• [ВАША ЗАДАЧА]:
Перепишите отрывок о реформах в Афганистане от «Впервые за современную» до «оставался у власти.», поменяв «Кабул таймс» на «Kabul Times».

Девятого мая новое правительство опубликовало программу радикальных социальных, политических и экономических реформ. «Основные направления революционных задач» провозглашали ликвидацию безграмотности, равенство для женщин, конец этнической дискриминации, более значимую роль государства в национальной экономике и упразднение «феодальных и дофеодальных отношений», под которыми подразумевалась власть землевладельцев, племенных лидеров и мулл, особенно в сельской местности. Что касается ислама, то когда в июле 1978 года Крючков приехал в Кабул с заданием прояснить ситуацию, Тараки посоветовал ему вернуться через год: тогда, по его словам, мечети будут пустовать. Это показывало, насколько новый режим оторвался от реальности.
Впервые за современную историю Афганистана на один из высших политических постов была назначена женщина. Анахита Ратебзад (р. 1930), по образованию врач, стала одной из четырех женщин-депутатов афганского парламента в 1965 году, была в числе основателей НДПА и поддерживала «Парчам». Ее первый муж был личным врачом Захир-шаха. Теперь она жила с Бабраком Кармалем. Двадцать восьмого мая она заявила в интервью газете «Кабул таймс»: «Среди привилегий, которые принадлежат женщинам по праву — равное право на образование, безопасность труда, медицинская помощь и досуг, чтобы выращивать здоровое поколение, создавая будущее для нашей страны… Образование и просвещение женщин стали предметом пристального внимания правительства». Ратебзад, яркая личность, смогла очаровать некоторых советских чиновников в Кабуле, и они старались поддерживать с ней хорошие отношения, пока Кармаль оставался у власти.

• [ПРЕДОСТАВЛЕННЫЕ ДАННЫЕ]:
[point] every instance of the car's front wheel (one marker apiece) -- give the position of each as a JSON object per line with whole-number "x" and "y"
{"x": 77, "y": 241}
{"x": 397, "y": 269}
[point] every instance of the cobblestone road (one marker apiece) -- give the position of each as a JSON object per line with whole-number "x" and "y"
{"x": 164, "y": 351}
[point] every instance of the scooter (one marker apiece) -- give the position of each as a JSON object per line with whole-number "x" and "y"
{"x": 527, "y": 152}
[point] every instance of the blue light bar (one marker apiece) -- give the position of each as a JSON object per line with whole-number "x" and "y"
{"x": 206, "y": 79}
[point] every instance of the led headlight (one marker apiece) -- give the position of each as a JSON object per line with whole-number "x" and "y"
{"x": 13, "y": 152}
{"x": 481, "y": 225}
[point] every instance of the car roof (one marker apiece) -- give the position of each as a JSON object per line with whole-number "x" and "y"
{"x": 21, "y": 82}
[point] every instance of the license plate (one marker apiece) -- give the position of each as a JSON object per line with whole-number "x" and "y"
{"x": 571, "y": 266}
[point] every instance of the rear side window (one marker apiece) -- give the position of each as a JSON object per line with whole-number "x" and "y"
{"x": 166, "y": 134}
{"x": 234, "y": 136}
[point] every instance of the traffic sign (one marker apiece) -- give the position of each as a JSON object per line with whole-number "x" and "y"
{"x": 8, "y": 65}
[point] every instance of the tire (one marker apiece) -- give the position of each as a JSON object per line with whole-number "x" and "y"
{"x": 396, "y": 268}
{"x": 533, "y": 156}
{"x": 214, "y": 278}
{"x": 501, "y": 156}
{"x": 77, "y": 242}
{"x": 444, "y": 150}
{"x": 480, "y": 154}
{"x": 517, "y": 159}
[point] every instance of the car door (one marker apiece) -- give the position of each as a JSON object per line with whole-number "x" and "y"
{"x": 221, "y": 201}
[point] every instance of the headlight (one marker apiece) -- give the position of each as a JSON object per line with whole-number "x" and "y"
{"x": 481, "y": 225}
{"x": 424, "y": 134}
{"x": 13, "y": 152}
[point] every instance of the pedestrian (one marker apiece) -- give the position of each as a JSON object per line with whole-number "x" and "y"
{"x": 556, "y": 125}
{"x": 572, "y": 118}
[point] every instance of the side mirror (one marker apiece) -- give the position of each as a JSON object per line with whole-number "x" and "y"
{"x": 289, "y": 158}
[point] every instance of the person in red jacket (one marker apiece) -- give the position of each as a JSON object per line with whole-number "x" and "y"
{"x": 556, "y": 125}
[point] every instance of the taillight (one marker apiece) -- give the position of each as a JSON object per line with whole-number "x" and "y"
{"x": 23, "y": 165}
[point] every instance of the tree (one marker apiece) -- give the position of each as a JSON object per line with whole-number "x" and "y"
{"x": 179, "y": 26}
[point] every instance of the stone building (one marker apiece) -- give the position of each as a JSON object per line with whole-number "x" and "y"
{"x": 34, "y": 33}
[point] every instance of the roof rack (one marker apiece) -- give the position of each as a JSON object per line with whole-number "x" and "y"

• [ВЫПОЛНЕННОЕ ЗАДАНИЕ]:
Впервые за современную историю Афганистана на один из высших политических постов была назначена женщина. Анахита Ратебзад (р. 1930), по образованию врач, стала одной из четырех женщин-депутатов афганского парламента в 1965 году, была в числе основателей НДПА и поддерживала «Парчам». Ее первый муж был личным врачом Захир-шаха. Теперь она жила с Бабраком Кармалем. Двадцать восьмого мая она заявила в интервью газете «Kabul Times»: «Среди привилегий, которые принадлежат женщинам по праву — равное право на образование, безопасность труда, медицинская помощь и досуг, чтобы выращивать здоровое поколение, создавая будущее для нашей страны… Образование и просвещение женщин стали предметом пристального внимания правительства». Ратебзад, яркая личность, смогла очаровать некоторых советских чиновников в Кабуле, и они старались поддерживать с ней хорошие отношения, пока Кармаль оставался у власти.